▸ The exercise: Please translate this sentence from the passage on synthetic survey data into Spanish: "We find that the down-weighting approach provides both better utility and less risk than the alternative of coarsening the geographic information."

-- Begin Passage --

We also provide a novel method for managing the risk-utility tradeoff by down-weighting records using the record weight feature of CART models. We down-weight records with high probabilities of population uniqueness based on identifying features and sampling rates. For surveys that utilize significant oversampling, some records will be much more identifiable than others, so we need to mitigate their risk. We find that the down-weighting approach provides both better utility and less risk than the alternative of coarsening the geographic information.

We apply our methods to the first wave of the LASI, and we show that we can produce a synthetic version of this survey that maintains high levels of univariate, bivariate, and higher order distributional similarity to the confidential data. We also show that the identification and attribute risk of synthetic data released from this model are low.

Future work on the LASI set could expand the number of variables, either by including more questions from the LASI or by matching the variables here to additional data to synthesize jointly. As we do this, we will need to monitor different parts of the joint distribution of variables to ensure that it continues to capture the distribution observed in the confidential data. We may also target improvements on variables in the current file, which have worse utility, such as ADL or working status.

The methods we present here can be easily adapted to other surveys because they rely on simple synthetic data models that are computationally fast and use publicly available code. Future work on other surveys will need to adapt the restructuring approach to fit the structure of other surveys. For example, they may only contain individuals within HHs without couple information. The specific structure we provide here will not work for every survey, but the concepts we provide should be flexible enough to be used for a wide variety of surveys. In addition, the concepts of down-weighting using the CART case-weights can be utilized, both for surveys with multiple levels of observations and for more classic synthetic data sets. Future work could consider using other risk measures than the one we utilize, and such work could explore the impact of different risk measures on the ability to control the risk-utility tradeoff of the synthesis.

Supplementary Materials

Supplementary materials are available online at academic.oup.com/jssam.

Supplementary Material

smae047_Supplementary_Data

smae047_supplementary_data.pdf^{(1MB, pdf)}

Footnotes

Even with variation, the response rates are high compared to many other surveys, varying between 77 and 96 percent across states and territories. By comparison, for example, the average response rates across the 113 studies listed in the supplementary material of Daikeler et al. (2020) were 36 percent for web surveys and 49 percent for surveys using other modes.

Note that many “couples” will only have one individual who is without a partner.

Model parameters not included to simplify notation.

⁴

We abuse the notation here slightly, since the last prior person could be either $l - 1$ or $r - 1$ .

-- End Passage --
-- Begin Data segment --

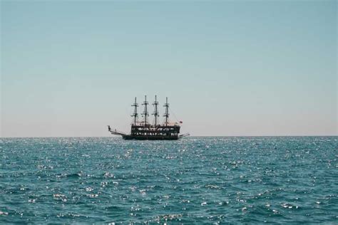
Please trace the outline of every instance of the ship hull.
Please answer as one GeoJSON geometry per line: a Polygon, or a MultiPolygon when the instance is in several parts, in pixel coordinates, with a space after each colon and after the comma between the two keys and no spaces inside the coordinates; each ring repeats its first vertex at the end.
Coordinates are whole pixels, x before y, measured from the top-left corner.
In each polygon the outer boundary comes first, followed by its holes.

-- End Data segment --

▸ Solution: Encontramos que el enfoque de reducción de pesos ofrece a la vez mayor utilidad y menor riesgo que la alternativa de reducir el nivel de detalle de la información geográfica.